═════ DATASET

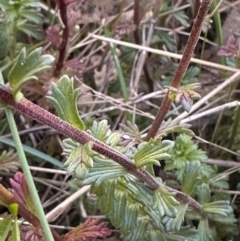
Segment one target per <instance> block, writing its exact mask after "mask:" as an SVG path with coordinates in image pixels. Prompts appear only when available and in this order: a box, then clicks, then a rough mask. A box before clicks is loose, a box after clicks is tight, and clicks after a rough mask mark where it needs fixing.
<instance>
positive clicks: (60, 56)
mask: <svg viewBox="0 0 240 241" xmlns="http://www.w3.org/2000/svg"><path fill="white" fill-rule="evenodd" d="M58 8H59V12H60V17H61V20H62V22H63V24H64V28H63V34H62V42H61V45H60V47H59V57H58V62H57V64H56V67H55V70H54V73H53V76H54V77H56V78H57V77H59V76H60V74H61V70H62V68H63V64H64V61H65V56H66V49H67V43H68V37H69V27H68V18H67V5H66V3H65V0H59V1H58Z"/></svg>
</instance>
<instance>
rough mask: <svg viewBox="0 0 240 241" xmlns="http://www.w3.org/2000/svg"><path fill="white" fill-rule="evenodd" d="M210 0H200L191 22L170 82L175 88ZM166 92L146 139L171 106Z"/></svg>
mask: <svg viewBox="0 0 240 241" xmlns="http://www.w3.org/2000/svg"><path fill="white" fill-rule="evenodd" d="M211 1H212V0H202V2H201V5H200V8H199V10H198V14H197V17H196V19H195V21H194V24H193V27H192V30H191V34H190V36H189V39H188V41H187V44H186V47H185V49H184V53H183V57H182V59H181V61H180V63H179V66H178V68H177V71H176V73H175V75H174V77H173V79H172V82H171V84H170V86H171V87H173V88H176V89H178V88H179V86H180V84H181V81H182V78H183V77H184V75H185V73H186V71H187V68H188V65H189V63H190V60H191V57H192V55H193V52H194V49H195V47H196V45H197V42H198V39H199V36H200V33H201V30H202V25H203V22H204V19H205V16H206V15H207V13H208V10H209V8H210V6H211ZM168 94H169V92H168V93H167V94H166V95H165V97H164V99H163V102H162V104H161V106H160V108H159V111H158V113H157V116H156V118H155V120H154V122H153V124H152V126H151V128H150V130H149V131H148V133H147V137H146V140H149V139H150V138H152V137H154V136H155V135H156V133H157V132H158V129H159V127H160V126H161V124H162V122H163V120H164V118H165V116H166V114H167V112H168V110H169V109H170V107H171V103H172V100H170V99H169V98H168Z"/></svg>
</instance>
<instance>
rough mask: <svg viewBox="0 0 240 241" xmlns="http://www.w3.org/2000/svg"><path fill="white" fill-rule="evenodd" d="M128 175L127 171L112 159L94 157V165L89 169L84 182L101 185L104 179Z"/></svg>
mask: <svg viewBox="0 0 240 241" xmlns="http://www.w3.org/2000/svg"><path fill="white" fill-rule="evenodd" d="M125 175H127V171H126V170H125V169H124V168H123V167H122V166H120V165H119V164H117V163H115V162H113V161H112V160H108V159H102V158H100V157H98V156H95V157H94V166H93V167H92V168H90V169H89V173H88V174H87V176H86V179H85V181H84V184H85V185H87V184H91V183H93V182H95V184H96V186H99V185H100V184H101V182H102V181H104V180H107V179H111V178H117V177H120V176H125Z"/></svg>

══════════
═════ DATASET

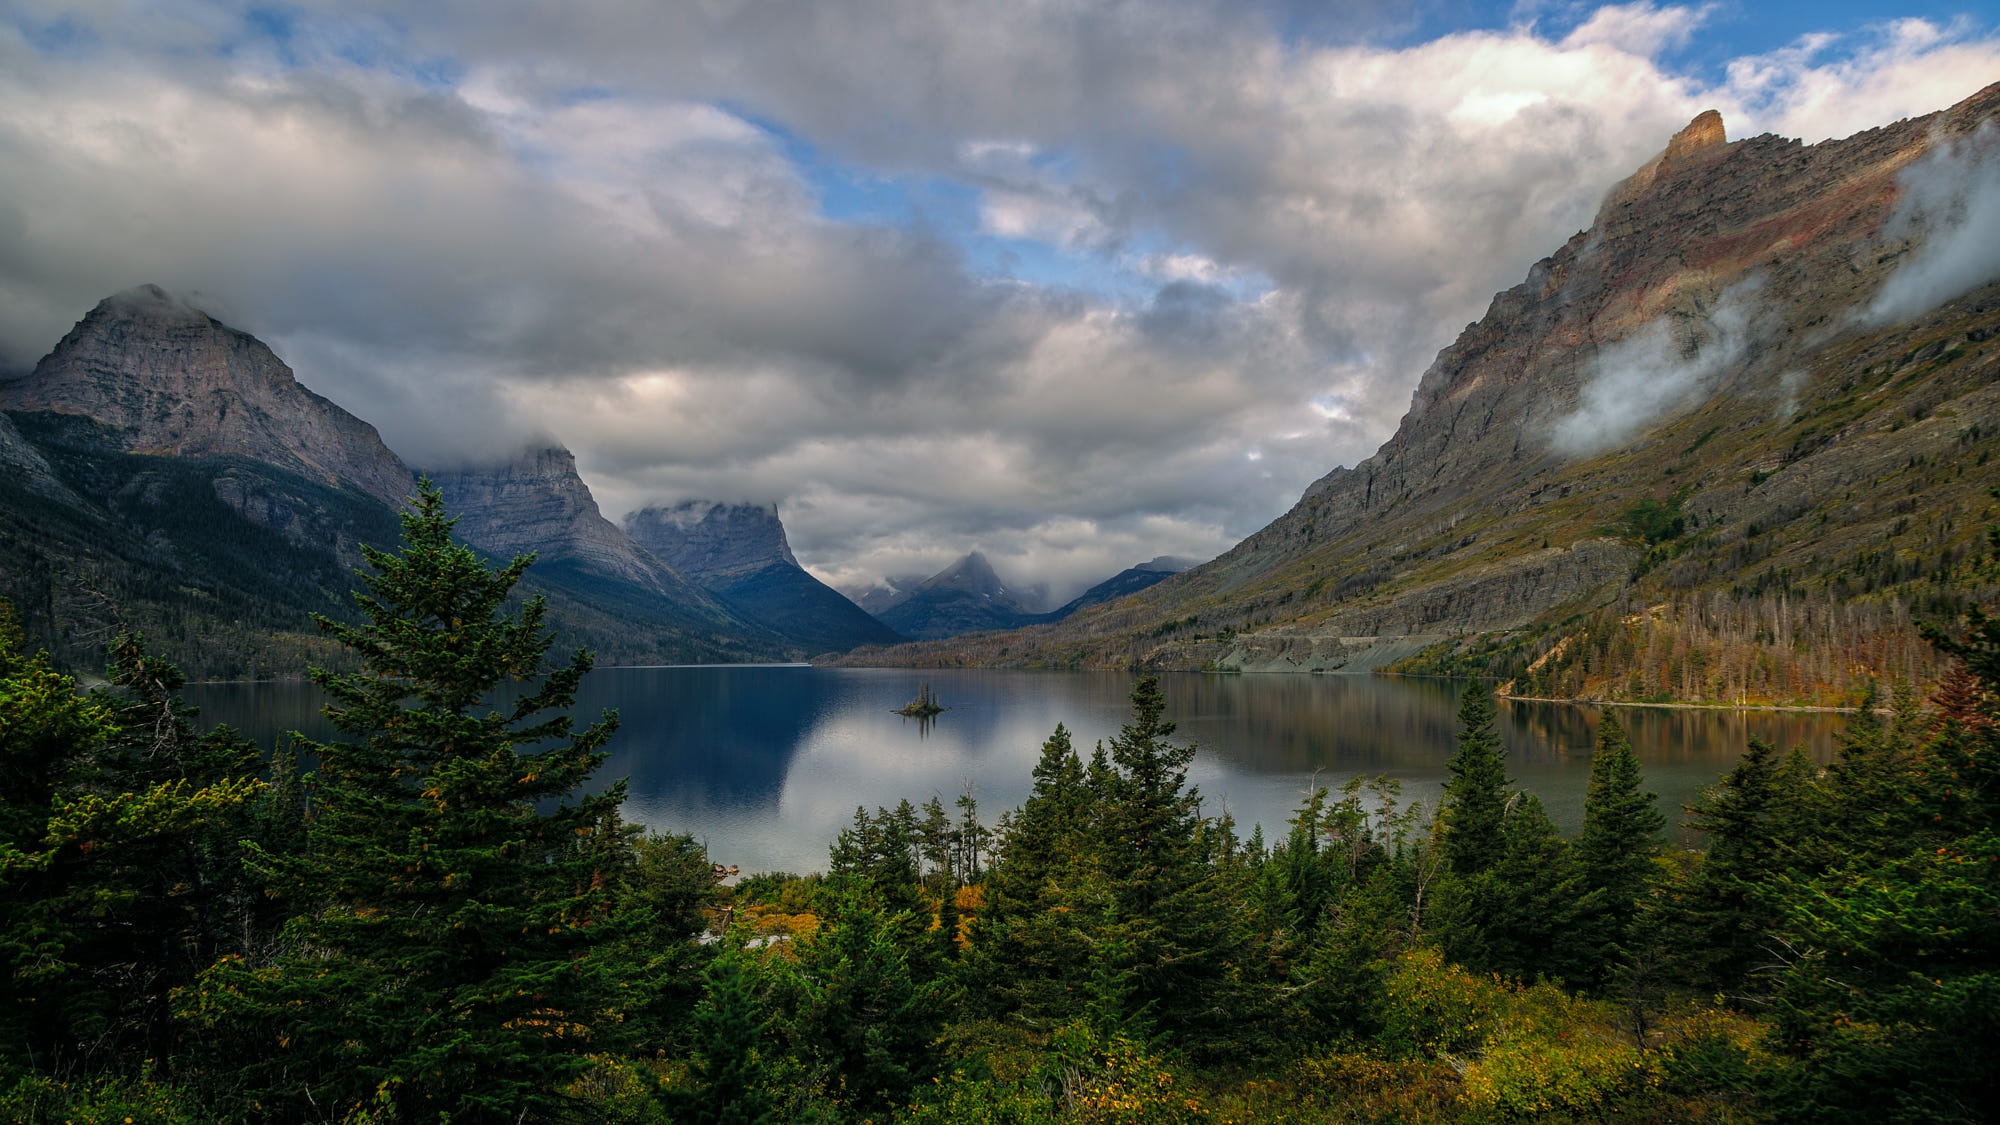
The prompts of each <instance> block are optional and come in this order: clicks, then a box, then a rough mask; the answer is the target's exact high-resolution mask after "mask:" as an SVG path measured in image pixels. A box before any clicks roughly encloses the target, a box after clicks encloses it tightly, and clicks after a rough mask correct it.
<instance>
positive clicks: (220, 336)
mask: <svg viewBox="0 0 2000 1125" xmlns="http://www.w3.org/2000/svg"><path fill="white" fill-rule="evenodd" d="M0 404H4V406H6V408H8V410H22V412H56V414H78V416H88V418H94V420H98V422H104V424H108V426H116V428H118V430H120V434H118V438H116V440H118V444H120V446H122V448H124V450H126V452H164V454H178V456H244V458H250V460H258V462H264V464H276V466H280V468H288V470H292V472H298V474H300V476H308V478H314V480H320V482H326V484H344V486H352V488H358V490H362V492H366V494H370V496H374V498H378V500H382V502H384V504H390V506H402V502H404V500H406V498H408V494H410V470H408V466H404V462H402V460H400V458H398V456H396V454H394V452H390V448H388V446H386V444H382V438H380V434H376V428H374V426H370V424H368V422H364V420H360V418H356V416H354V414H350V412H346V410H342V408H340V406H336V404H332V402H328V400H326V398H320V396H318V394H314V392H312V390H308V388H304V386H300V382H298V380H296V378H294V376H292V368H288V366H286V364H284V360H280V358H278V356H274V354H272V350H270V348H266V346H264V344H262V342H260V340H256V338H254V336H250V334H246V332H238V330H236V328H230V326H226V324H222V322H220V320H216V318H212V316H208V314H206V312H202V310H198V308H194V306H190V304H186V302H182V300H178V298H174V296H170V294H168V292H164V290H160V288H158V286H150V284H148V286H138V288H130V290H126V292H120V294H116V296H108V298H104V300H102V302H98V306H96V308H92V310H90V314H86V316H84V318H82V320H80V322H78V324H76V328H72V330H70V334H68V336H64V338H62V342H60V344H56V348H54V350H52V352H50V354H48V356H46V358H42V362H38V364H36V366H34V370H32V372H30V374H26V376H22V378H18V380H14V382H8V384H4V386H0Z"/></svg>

══════════
═════ DATASET

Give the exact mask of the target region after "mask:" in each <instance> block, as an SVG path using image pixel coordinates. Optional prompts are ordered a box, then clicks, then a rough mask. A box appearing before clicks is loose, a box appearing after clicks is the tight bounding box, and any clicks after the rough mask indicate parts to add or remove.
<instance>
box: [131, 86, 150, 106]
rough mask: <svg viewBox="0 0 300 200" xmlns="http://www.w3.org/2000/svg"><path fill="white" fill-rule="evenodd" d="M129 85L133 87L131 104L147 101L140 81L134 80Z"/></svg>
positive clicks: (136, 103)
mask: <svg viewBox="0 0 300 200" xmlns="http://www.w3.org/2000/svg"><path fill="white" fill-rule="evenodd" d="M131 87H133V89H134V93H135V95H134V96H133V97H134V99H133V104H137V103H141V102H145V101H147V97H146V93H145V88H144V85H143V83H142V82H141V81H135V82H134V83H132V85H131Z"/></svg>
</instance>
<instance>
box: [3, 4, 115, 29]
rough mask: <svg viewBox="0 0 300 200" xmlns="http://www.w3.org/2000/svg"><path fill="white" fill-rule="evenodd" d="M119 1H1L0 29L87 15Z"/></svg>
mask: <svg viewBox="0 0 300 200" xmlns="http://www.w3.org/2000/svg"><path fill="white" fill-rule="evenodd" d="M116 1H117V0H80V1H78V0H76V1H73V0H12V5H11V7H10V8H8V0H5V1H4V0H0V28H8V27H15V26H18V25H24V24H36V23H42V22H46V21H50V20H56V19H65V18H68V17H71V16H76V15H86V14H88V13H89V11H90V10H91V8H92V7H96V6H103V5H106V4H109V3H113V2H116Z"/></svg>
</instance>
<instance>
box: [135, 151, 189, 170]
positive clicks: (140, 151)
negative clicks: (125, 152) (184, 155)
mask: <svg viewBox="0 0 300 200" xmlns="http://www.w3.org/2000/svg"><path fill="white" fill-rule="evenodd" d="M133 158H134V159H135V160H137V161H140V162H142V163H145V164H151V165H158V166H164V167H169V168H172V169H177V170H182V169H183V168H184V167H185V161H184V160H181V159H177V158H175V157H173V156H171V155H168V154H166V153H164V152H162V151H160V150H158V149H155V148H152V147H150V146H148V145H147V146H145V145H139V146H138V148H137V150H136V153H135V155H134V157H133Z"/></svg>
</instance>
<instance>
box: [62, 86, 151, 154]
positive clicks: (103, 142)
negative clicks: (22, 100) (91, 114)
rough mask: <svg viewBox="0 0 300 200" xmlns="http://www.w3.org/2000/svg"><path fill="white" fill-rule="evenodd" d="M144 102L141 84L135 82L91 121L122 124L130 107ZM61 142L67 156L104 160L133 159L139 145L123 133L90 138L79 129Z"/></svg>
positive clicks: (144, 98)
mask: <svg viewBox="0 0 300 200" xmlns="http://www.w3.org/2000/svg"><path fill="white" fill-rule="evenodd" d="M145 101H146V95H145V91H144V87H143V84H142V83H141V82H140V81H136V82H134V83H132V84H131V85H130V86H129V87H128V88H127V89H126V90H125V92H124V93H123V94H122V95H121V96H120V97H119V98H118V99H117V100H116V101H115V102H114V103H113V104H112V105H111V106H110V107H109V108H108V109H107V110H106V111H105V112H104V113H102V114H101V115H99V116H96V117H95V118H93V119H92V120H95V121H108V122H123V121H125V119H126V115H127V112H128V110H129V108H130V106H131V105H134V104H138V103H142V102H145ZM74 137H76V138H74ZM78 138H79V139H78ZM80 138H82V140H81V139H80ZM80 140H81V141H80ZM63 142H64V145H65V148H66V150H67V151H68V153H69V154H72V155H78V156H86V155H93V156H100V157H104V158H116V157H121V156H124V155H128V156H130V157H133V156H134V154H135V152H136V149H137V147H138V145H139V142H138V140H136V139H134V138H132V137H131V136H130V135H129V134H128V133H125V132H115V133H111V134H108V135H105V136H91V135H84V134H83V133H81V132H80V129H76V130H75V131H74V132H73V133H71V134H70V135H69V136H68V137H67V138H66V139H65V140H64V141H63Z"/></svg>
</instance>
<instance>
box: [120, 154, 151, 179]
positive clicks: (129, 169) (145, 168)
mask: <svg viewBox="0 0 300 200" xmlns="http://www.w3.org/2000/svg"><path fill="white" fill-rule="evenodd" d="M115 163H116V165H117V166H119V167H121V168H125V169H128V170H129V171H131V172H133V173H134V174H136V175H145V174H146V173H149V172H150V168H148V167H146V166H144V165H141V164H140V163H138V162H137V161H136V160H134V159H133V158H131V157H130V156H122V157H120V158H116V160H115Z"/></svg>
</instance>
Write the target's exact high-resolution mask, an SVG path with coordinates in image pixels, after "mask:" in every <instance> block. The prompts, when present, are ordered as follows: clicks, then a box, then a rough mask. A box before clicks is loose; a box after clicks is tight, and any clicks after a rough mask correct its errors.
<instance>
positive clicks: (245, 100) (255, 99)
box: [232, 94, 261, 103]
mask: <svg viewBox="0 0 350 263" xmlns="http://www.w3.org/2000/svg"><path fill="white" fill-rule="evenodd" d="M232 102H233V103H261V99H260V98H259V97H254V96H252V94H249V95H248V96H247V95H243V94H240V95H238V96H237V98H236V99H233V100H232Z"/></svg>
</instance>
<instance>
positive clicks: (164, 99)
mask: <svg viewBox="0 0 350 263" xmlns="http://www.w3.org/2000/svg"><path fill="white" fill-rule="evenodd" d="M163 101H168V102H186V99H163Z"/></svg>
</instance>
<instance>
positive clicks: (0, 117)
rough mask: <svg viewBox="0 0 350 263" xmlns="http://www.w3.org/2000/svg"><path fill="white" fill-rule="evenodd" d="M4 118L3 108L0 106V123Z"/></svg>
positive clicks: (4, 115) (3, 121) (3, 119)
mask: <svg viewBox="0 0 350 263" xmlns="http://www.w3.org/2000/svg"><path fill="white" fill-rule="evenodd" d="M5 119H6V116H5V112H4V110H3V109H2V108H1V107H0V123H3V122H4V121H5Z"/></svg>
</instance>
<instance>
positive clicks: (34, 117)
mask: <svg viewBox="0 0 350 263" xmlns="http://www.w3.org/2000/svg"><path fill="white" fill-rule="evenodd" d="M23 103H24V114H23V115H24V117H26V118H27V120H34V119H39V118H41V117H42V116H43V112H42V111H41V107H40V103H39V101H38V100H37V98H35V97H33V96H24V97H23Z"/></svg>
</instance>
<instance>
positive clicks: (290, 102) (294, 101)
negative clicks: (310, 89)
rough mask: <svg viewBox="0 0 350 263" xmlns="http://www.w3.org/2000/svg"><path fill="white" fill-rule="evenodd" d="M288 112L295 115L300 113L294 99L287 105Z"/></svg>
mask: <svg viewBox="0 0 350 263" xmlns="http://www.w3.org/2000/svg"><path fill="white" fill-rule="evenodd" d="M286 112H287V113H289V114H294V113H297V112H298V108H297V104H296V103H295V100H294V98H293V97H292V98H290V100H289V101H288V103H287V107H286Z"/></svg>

══════════

> [TASK]: Copy out every line of the data above that contains the string "negative". Only matches with the same uppercase and lowercase letters count.

> [ANSWER TO THE EXERCISE]:
negative clicks: (125, 152) (184, 155)
negative clicks: (22, 100) (91, 114)
negative clicks: (310, 89)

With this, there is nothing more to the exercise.